JOBS.
**A)** From the passage on canned seafood, copy the text starting at "- Any preserve" and ending at "investing in quality.".
**B)** Name each of the canned goods that the passage on canned seafood recommends every seafood lover should try.

SOURCE PASSAGE.
-- START --
Not necessarily worth it:
- Tuna for a salad or a sandwich with many ingredients. Industrial tuna does the job.
- Mussels for a recipe with a strong sauce that masks the original flavor.
- Any preserve you're going to cook intensely (pies, pizzas, sauces).
The rule is simple: the more prominent the preserve is in the dish, the more it's worth investing in quality.
The 5 canned goods every seafood lover should try
1. Cantabrian anchovies in EVOO, 12+ months maturation. The gold standard. If you only try one premium preserve in your life, make it this one. Buttery, umami, with that touch of saltiness that calls for crystal bread and nothing else.
2. Albacore tuna in olive oil, summer season. White, juicy flakes that fall apart with a fork. Nothing like canned skipjack tuna. Perfect with piquillo peppers.
3. Small sardines in EVOO, 2-3 years maturation. Aged small sardines develop a deep, buttery flavor with nutty notes. They are a well-kept secret of the canning world.
4. Natural cockles, size 20/25 from Rías Gallegas. Plump, briny, with that clean sea flavor only the rias can provide. You eat one and want ten more.
5. Mussels in artisanal escabeche. Large Galician farmed mussels, in escabeche with La Vera paprika, bay leaf, and wine vinegar. It's the perfect appetizer with a cold beer.
-- END --
DATASET CONTENT.
-- START --
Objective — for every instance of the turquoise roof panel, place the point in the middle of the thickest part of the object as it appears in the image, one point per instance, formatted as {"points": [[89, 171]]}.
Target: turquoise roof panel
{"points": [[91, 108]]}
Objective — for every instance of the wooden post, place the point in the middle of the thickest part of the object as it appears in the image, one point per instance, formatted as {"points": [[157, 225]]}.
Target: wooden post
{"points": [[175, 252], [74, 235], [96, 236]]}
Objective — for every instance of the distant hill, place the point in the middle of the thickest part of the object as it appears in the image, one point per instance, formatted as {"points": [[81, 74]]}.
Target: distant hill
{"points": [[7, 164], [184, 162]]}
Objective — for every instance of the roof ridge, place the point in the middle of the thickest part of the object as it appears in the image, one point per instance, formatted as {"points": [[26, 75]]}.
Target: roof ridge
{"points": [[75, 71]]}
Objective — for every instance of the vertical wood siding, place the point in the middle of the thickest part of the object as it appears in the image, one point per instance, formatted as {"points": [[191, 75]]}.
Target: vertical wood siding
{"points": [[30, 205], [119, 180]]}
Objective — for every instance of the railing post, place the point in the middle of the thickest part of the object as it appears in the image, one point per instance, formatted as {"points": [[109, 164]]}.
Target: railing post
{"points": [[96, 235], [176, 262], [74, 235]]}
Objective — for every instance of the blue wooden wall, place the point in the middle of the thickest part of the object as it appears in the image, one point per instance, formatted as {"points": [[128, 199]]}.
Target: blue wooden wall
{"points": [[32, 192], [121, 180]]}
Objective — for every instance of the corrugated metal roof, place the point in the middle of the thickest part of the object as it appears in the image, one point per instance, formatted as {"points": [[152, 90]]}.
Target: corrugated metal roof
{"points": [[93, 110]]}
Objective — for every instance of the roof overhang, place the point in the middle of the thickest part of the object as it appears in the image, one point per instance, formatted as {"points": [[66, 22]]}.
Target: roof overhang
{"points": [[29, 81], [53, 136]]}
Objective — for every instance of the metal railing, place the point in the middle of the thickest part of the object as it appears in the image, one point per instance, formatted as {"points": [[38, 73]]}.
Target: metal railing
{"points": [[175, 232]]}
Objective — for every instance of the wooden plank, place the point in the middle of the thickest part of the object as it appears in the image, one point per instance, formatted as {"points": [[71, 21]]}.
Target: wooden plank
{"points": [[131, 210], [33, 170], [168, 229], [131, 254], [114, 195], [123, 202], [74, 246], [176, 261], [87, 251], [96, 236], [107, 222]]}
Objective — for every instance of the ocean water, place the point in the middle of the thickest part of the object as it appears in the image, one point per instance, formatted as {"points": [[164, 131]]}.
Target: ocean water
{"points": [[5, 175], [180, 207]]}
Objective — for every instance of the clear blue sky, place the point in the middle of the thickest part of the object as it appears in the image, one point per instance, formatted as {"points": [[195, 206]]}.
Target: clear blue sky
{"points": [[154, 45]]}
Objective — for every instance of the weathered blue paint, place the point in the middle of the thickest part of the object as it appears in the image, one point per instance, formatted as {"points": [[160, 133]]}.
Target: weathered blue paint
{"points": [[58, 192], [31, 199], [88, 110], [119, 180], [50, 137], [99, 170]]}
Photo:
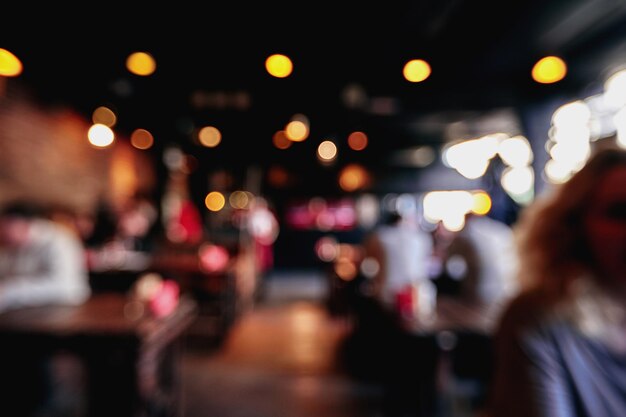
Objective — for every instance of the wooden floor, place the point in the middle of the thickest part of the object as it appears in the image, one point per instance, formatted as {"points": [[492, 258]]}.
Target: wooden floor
{"points": [[280, 359]]}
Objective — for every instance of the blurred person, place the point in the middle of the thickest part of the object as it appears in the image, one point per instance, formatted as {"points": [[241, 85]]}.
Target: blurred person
{"points": [[561, 342], [482, 258], [41, 261], [405, 364], [402, 251]]}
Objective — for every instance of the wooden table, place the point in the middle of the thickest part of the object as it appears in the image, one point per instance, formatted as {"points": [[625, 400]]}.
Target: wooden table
{"points": [[131, 360], [440, 351], [456, 315]]}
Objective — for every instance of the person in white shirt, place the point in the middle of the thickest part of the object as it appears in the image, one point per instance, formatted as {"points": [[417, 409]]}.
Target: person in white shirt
{"points": [[402, 251], [41, 262]]}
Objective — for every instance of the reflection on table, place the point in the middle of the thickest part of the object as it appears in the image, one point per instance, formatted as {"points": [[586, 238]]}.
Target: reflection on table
{"points": [[130, 357]]}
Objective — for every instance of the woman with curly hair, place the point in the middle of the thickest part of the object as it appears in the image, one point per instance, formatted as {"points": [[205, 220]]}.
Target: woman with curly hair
{"points": [[560, 348]]}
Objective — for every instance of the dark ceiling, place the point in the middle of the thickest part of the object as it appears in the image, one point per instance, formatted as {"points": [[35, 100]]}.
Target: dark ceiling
{"points": [[481, 53]]}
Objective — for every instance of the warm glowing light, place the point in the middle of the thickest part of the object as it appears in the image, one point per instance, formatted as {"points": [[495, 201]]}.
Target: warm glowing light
{"points": [[549, 70], [141, 63], [279, 66], [10, 65], [100, 135], [209, 136], [416, 70], [215, 201], [357, 141], [326, 248], [327, 151], [141, 139], [353, 177], [296, 131], [280, 140], [239, 199], [482, 203], [104, 115]]}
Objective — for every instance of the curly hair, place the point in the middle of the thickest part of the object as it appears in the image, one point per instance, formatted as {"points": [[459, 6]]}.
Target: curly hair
{"points": [[551, 241]]}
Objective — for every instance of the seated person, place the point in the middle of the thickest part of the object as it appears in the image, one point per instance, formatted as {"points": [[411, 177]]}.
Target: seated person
{"points": [[41, 262]]}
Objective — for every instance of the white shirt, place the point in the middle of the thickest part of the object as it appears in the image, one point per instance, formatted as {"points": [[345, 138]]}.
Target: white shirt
{"points": [[407, 253], [49, 269]]}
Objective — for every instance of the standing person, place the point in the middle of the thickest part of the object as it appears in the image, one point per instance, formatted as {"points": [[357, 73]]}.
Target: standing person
{"points": [[484, 256], [561, 342], [41, 262], [406, 364], [402, 252]]}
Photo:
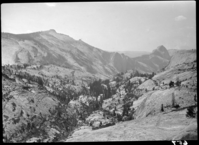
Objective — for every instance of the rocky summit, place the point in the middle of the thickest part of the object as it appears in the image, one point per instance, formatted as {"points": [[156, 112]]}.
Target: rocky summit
{"points": [[50, 47], [58, 89]]}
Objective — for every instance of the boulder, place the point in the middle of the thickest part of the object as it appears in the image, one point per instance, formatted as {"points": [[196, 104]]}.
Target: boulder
{"points": [[189, 133]]}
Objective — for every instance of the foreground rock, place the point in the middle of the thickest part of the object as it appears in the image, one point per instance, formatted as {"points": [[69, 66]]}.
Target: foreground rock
{"points": [[159, 127]]}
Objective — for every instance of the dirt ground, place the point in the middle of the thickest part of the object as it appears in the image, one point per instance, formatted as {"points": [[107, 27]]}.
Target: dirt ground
{"points": [[163, 126]]}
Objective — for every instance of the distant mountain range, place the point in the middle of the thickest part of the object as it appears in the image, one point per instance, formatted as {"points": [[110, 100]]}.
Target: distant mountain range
{"points": [[50, 47], [133, 54]]}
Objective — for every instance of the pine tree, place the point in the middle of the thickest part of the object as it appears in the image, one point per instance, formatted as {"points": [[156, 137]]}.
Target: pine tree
{"points": [[173, 100], [162, 108]]}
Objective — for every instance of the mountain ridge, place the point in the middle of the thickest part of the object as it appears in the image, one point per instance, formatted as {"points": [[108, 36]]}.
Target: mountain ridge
{"points": [[50, 47]]}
-- END --
LIST OF SOLUTIONS.
**A)**
- Any preserve you're going to cook intensely (pies, pizzas, sauces).
The rule is simple: the more prominent the preserve is in the dish, the more it's worth investing in quality.

**B)**
- Cantabrian anchovies in EVOO, 12+ months maturation
- Albacore tuna in olive oil, summer season
- Small sardines in EVOO, 2-3 years maturation
- Natural cockles, size 20/25 from Rías Gallegas
- Mussels in artisanal escabeche